[Point-per-instance localization data]
┌──
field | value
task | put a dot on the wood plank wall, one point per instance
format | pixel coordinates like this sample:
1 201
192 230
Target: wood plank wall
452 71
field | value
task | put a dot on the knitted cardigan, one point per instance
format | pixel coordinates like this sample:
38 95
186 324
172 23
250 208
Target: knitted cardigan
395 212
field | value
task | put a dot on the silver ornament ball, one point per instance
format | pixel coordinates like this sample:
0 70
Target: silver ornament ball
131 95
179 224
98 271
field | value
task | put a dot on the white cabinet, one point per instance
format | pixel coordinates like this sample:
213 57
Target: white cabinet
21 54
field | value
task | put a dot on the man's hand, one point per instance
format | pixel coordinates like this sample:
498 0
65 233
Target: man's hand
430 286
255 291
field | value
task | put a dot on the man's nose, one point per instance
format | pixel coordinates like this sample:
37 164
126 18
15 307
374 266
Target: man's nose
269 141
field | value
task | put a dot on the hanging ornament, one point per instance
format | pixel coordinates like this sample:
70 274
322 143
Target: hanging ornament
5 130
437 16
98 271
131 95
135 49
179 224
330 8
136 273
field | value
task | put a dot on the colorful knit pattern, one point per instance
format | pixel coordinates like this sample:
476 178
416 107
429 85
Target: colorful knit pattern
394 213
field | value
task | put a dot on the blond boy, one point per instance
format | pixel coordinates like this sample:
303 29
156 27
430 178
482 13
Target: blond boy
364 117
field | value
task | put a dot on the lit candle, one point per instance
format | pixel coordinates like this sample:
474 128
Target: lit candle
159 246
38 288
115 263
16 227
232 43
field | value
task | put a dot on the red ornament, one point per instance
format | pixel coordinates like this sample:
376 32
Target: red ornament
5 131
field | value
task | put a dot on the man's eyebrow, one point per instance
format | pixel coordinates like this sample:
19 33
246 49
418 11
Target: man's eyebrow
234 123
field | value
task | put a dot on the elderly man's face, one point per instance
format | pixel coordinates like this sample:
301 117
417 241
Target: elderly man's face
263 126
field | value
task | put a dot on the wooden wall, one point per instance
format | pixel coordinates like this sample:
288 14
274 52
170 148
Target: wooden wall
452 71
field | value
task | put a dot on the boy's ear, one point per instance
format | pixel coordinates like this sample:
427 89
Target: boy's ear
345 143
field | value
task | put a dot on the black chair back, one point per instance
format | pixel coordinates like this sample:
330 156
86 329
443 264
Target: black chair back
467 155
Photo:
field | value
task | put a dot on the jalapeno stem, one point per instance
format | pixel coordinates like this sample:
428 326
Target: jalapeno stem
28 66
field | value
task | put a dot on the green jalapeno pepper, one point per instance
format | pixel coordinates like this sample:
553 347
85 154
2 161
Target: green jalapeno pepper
└──
TASK STATEMENT:
With no additions or omissions, transcribe every record.

RESULT OF THIS TASK:
field | value
task | put a dot on the wood plank wall, one point per instance
format | pixel coordinates like this sample:
1 201
192 230
Target: wood plank wall
452 71
field | value
task | put a dot on the knitted cardigan, one point per instance
format | pixel coordinates like this sample:
38 95
186 324
172 23
250 208
Target: knitted cardigan
395 212
field | value
task | put a dot on the silver ornament ball, one point per instance
format | pixel coordinates like this sample:
0 70
Target: silver ornament ball
131 95
179 224
98 271
field | value
task | put a dot on the white cabinet, one point per instance
format | pixel coordinates like this sample:
213 57
Target: white cabinet
21 54
field | value
task | put a dot on the man's hand, one point per instance
format | pixel coordinates like this sample:
498 0
65 233
Target: man's hand
430 286
255 291
field | value
task | put a dot on the man's nose, one point per instance
format | pixel coordinates like this sample:
37 164
126 18
15 307
374 266
Target: man's nose
269 141
field | value
task | put a dot on the hanging ornament, one point per instance
format | pixel coordinates like this sample:
70 274
322 143
Target: hanging ornament
5 130
437 16
98 271
131 95
135 49
179 224
330 8
136 273
field | value
task | put a dot on the colorful knit pattern, one point per instance
format | pixel coordinates like this sample:
476 178
416 107
429 85
Target: colorful knit pattern
394 213
field | value
task | put a dot on the blond boy, one point per instance
format | pixel coordinates like this sample:
303 29
156 27
430 178
482 13
Target: blond boy
364 117
field | value
task | put a dot on the lit candle, one point per instance
format | pixel coordinates like this sample:
474 128
Target: lit candle
159 246
38 288
115 263
16 227
232 43
field | value
task | put a dot on the red ornament, one point per instance
format | pixel coordinates like this sample:
376 32
Target: red ornament
5 131
field | value
task | put a dot on the man's eyebrow, one point per instance
format | pixel coordinates like this sample:
19 33
246 49
418 11
Target: man's eyebrow
234 123
field | value
task | put a dot on the elderly man's face, one point per instance
format | pixel coordinates like this sample:
301 117
417 241
Target: elderly man's face
263 126
field | value
task | put a dot on the wooden wall, one point per instance
format | pixel coordinates like this sample:
288 14
274 52
170 148
Target: wooden wall
452 71
field | value
task | put a dot on the boy's ear, one point per instance
format | pixel coordinates like this sample:
427 89
Target: boy's ear
345 143
field | value
task | put a dot on the black chair back, one point per instance
format | pixel coordinates like this sample:
330 156
86 329
443 264
Target: black chair back
467 155
Photo:
field | value
task | put a dot on the jalapeno stem, one point per instance
format | pixel coordinates like this sample:
428 326
Target: jalapeno stem
28 66
field | value
task | put a dot on the green jalapeno pepper, one point per instance
format | pixel coordinates like this sample:
553 347
85 154
2 161
Target: green jalapeno pepper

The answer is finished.